== Selected extract ==
BEGIN
A unique library of computer code, built on equations derived for quantum mechanics, could be used to model problems as diverse as the flow of electrons through a nanoscale device or the price of copper in a commodities market. Begun more than a decade ago through the Nanoelectronic Modeling Group at Purdue University, elements of the library are today used by Intel for advanced transistor designs, while the most current version is available for commercial licensing through Silvaco Inc., or free to academics through the Purdue Research Foundation.
The core capabilities of the NanoElectron MOdeling Tool suite, known in its fifth iteration as NEMO5, are highly specialized atomic-resolution calculations of nanostructure properties – strain relations, phonon modes, electronic structure, self-consistent Schrödinger-Poisson calculations, and quantum transport. But don’t let the quantum-scale concepts deter you. While the math is complex, the concept is as familiar as a pebble tossed into a quiet pond.
“What we’re really solving are wave equations,” said Tillmann Kubis, a research assistant professor in the Elmore Family School of Electrical and Computer Engineering, and developer of the NEMO5 suite. “These equations describe resonances from fundamental entities –an electron, a proton, a muon and so forth— but in the end, it’s just waves. People think it’s counter-intuitive, but any child can get the experience of wave equations by throwing stones into a pond and watching what happens to the waves.”
END
== Short problem ==
Please check the NEMO5 passage above: through which company is the most current version available for commercial licensing?

Source records
BEGIN
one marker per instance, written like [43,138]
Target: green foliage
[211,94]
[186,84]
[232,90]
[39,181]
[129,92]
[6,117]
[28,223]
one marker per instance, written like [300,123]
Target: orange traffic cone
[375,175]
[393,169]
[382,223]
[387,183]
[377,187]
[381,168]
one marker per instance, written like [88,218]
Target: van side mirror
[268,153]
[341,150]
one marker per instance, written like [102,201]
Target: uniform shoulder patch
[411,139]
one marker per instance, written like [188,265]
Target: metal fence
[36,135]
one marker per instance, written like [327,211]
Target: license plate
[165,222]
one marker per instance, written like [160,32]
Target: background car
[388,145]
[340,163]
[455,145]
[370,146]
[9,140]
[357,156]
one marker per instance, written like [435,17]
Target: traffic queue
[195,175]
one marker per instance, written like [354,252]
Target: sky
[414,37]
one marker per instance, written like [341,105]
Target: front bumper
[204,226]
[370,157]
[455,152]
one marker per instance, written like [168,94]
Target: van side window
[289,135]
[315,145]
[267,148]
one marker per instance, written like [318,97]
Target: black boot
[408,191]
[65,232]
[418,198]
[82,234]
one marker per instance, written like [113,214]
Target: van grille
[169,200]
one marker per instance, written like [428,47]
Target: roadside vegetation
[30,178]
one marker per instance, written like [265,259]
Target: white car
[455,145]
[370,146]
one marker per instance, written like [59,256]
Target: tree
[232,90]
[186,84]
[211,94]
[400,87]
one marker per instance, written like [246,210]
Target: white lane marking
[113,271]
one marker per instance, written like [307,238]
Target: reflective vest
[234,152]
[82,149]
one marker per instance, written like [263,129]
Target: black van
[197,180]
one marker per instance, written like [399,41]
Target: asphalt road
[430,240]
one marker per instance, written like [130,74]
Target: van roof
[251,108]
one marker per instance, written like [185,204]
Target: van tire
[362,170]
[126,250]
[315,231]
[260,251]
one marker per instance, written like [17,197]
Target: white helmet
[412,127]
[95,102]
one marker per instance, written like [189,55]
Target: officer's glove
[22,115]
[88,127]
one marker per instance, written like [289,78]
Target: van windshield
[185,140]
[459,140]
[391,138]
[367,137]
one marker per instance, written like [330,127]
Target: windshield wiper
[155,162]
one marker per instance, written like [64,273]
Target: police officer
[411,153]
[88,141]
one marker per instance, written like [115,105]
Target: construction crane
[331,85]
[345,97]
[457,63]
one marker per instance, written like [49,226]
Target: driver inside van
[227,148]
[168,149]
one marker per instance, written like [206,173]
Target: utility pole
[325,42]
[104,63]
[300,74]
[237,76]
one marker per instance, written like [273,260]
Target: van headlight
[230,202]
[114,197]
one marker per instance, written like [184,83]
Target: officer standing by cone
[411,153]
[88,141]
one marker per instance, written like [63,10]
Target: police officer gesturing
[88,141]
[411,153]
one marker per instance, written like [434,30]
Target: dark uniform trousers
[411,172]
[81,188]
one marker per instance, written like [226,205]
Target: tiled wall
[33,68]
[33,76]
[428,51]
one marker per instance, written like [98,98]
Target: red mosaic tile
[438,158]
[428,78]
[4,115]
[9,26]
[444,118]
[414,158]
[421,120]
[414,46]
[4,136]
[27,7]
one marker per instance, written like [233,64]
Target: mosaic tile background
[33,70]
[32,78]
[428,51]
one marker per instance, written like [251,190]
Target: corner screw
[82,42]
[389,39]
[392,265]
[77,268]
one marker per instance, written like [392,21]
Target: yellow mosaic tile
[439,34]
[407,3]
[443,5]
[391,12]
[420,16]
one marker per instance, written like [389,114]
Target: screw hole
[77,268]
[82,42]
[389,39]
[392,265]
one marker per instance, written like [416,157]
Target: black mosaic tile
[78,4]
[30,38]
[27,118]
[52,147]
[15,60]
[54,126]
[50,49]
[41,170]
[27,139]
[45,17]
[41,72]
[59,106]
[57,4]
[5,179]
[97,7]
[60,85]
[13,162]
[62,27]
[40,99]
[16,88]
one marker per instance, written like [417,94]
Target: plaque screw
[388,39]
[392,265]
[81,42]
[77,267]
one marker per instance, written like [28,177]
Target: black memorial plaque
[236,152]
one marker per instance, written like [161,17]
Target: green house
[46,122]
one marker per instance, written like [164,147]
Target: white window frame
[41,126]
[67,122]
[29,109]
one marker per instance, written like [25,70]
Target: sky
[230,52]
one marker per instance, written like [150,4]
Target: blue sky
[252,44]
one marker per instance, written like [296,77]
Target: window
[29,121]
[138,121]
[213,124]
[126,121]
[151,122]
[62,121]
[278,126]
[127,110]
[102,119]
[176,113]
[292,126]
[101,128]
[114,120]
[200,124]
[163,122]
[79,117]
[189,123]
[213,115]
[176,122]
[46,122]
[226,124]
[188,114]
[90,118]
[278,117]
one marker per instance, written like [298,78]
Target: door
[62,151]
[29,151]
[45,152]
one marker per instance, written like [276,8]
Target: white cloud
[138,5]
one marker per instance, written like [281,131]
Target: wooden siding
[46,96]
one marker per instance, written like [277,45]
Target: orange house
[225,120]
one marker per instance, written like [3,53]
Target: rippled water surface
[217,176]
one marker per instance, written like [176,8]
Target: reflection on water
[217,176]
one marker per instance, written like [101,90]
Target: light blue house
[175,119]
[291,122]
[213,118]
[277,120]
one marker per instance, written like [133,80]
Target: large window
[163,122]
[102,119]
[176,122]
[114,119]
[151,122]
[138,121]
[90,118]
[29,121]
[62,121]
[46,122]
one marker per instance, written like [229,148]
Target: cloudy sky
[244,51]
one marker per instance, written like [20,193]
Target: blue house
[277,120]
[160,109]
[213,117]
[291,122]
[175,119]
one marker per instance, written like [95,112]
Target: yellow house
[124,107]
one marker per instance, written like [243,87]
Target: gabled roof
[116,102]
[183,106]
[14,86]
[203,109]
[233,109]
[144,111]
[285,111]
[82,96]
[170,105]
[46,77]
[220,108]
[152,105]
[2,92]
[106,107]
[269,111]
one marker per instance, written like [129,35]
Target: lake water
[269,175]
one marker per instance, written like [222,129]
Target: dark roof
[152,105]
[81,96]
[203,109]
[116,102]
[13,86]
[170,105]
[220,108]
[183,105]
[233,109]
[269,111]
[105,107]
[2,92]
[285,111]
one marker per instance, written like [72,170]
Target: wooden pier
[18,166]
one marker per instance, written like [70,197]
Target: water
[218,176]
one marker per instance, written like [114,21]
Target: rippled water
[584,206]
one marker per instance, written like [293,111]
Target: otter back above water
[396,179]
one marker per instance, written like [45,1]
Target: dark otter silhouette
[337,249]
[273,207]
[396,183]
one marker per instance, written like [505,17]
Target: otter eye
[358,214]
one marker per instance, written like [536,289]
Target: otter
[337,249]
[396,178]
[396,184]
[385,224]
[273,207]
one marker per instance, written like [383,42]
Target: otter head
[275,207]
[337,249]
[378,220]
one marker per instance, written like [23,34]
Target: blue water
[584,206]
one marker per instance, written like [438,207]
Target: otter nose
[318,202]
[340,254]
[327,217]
END
BEGIN
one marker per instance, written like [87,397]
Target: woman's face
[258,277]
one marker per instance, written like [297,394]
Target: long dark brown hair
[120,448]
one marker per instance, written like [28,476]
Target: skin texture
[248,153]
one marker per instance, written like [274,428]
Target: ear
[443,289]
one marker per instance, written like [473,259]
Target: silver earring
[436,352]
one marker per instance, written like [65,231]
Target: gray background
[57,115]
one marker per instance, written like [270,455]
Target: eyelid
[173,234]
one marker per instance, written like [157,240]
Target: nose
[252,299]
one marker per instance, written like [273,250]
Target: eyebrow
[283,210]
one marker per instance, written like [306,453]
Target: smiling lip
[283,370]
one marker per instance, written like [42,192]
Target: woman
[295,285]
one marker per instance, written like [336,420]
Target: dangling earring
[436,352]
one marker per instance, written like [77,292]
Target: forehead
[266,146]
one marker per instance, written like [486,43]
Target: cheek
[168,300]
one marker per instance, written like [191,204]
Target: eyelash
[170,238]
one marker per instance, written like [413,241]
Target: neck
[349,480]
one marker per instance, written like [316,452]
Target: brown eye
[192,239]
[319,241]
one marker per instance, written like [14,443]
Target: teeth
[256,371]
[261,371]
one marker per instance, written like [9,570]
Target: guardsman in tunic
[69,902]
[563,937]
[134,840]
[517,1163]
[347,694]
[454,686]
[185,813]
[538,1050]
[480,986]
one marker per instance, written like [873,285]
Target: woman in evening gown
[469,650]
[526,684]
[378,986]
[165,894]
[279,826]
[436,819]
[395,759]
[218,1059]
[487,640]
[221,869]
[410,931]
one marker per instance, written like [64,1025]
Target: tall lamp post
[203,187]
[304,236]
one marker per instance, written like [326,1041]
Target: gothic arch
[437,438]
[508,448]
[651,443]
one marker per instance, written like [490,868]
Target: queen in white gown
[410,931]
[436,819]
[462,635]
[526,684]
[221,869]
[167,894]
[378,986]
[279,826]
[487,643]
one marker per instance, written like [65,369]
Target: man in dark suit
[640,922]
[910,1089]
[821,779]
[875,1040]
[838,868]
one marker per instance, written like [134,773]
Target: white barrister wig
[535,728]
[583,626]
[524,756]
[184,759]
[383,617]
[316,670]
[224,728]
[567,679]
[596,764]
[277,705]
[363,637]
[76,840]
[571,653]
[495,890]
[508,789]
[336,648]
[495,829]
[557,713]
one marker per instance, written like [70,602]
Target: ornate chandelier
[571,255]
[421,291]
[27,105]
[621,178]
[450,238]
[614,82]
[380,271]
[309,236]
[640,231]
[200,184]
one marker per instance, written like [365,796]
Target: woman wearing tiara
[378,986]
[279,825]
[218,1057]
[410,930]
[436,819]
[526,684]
END
== Problem solution ==
Silvaco Inc.